• **Task to complete**
Write out all of the records again, substituting "striped shirt" for every "white shirt" and keeping everything else the same. Leave the pictures out.

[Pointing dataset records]
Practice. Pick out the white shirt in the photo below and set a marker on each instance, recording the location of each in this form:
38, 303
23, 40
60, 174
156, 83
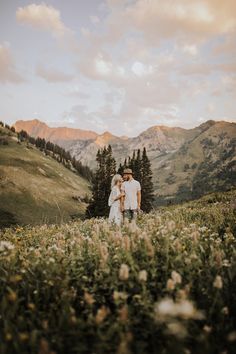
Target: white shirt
131, 188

• **Expected answer**
Practice. Pick out the striped shirt in the photo below and set a marker on each instance, recording the location of each in this form:
38, 303
23, 40
60, 174
156, 83
Target: striped shirt
131, 188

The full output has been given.